## SHORT EXERCISE
Every entry that follows should be reproduced exactly.

....

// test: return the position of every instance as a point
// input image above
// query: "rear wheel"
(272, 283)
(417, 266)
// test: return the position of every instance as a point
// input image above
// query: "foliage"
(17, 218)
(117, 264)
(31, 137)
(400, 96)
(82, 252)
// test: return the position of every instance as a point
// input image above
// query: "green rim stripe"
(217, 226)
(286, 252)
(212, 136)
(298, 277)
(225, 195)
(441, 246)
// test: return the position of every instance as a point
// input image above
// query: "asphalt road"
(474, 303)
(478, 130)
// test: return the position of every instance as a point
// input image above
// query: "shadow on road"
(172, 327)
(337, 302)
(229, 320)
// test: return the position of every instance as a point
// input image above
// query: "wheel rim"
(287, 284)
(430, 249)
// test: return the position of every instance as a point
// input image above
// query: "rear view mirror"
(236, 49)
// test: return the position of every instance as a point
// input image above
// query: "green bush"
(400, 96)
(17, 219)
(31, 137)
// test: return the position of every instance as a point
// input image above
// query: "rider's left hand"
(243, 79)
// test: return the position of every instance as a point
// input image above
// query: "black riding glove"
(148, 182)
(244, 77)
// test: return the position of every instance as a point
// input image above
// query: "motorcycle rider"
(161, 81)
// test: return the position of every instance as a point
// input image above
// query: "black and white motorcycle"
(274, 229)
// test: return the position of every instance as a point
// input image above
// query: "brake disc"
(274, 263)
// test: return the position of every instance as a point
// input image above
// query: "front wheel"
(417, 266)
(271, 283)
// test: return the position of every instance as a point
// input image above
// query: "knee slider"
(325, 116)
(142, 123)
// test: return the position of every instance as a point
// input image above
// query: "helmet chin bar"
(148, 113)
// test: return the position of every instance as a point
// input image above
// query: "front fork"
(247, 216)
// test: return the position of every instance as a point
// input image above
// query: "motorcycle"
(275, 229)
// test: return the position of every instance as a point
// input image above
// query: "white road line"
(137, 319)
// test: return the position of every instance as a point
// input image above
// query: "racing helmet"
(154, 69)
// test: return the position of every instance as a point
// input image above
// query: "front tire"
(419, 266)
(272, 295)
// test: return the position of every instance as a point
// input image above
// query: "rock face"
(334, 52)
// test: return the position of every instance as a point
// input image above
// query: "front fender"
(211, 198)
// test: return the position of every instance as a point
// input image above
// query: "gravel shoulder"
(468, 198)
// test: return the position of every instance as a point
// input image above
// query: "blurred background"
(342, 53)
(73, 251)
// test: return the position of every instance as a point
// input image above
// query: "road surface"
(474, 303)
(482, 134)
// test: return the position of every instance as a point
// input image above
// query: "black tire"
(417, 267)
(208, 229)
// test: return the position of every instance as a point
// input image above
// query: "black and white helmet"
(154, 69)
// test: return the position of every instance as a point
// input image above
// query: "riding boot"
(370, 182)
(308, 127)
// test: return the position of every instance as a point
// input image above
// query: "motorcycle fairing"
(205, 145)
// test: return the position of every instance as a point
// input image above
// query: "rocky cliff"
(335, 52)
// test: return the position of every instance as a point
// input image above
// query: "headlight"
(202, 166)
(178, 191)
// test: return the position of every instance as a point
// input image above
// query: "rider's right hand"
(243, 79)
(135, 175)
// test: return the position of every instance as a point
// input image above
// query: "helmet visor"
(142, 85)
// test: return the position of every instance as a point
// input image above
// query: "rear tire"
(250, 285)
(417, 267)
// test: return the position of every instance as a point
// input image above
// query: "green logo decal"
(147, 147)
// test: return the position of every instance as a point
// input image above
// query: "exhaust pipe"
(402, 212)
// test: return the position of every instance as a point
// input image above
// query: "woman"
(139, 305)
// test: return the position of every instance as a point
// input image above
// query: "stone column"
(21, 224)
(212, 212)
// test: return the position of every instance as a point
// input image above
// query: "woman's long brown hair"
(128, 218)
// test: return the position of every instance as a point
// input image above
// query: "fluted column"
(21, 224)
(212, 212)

....

## OUTPUT OF THE EXERCISE
// test: return the position of every instance as a point
// input image above
// query: "rear wheel"
(272, 283)
(417, 266)
// test: return the position of every instance as a point
// input image above
// query: "foliage"
(17, 218)
(117, 264)
(31, 137)
(400, 96)
(82, 252)
// test: return the position of every instance as a point
// input image above
// query: "green rim stripe"
(217, 226)
(286, 252)
(212, 136)
(298, 277)
(225, 195)
(441, 246)
// test: return the position of every instance as a point
// input image above
// query: "asphalt road"
(474, 303)
(478, 130)
// test: return the position of every instance as a point
// input image above
// query: "shadow on road"
(172, 327)
(337, 302)
(229, 320)
// test: return the position of every instance as a point
// input image above
// query: "wheel rim"
(287, 284)
(430, 249)
// test: return the position of every instance as a point
// input image above
// query: "rear view mirror"
(236, 49)
// test: return the position of every instance as a point
// input image above
// query: "green bush"
(400, 96)
(17, 219)
(31, 137)
// test: return the position of every instance as a point
// input image above
// query: "rider's left hand"
(243, 79)
// test: return the position of every instance as a point
// input image above
// query: "black riding glove"
(148, 182)
(244, 77)
// test: return the position of every instance as a point
// input image above
// query: "motorcycle rider"
(161, 81)
// test: return the position of every instance as a point
// input image above
// query: "black and white motorcycle"
(274, 229)
// test: return the position of every instance as a point
// input image above
// query: "brake disc"
(274, 263)
// test: return the position of every instance as a point
// input image above
// query: "front wheel"
(417, 266)
(271, 283)
// test: return the position of every instance as a point
// input image above
// query: "knee slider"
(325, 116)
(142, 123)
// test: return the position of every instance as a point
// input image above
// query: "helmet chin bar"
(148, 113)
// test: return the position of every instance as a point
// input image above
// query: "front fork"
(247, 216)
// test: return the position of every instance as a point
// input image above
// query: "motorcycle"
(275, 229)
// test: return the position of every instance as a point
// input image above
// query: "white road line"
(137, 319)
// test: return the position of every instance as a point
// input image above
// query: "racing helmet"
(154, 69)
// test: return the position of every instance as a point
// input image above
// query: "front tire"
(419, 266)
(272, 295)
// test: return the position of every instance as a point
// input image above
// query: "rock face"
(334, 52)
// test: return the position of every instance as a point
// input image above
// query: "front fender"
(211, 198)
// test: return the position of every instance as a point
// input image above
// query: "gravel shoulder"
(468, 198)
// test: return the position of every instance as a point
// input image above
// query: "blurred background"
(342, 53)
(73, 251)
// test: return the position of every instance as a point
// input image above
// query: "road surface"
(474, 303)
(482, 134)
// test: return the position of every instance as a point
// input image above
// query: "black tire"
(417, 267)
(208, 229)
// test: return the position of every instance as a point
// input image above
// query: "black and white helmet"
(154, 69)
// test: return the position of every instance as a point
// input image above
// query: "riding boot"
(370, 182)
(308, 127)
// test: return the position of every instance as a point
// input image above
// query: "motorcycle fairing"
(205, 145)
// test: return the position of every instance as a point
// input image above
// query: "rocky cliff"
(335, 52)
// test: return the position of every instance as a point
// input image above
// query: "headlight"
(202, 166)
(178, 191)
// test: return the position of every instance as a point
// input image above
// query: "rider's right hand"
(243, 79)
(135, 175)
// test: return the position of every instance as a point
// input image above
// query: "helmet visor"
(142, 85)
// test: return the position of every instance as a point
// input image above
// query: "rear tire"
(250, 285)
(417, 267)
// test: return the position of every instance as a point
// input image above
// query: "green logo decal"
(147, 147)
// test: return the position of every instance as a point
// input image above
// query: "exhaust pipe"
(402, 212)
// test: return the position of every instance as a point
// input image above
// query: "woman"
(139, 305)
// test: return the position of every instance as a point
// input image above
// query: "stone column"
(21, 224)
(212, 212)
// test: return the position of every instance as a point
// input image above
// query: "woman's long brown hair"
(128, 218)
// test: return the position of every instance as a point
// input image above
// query: "fluted column"
(21, 224)
(212, 212)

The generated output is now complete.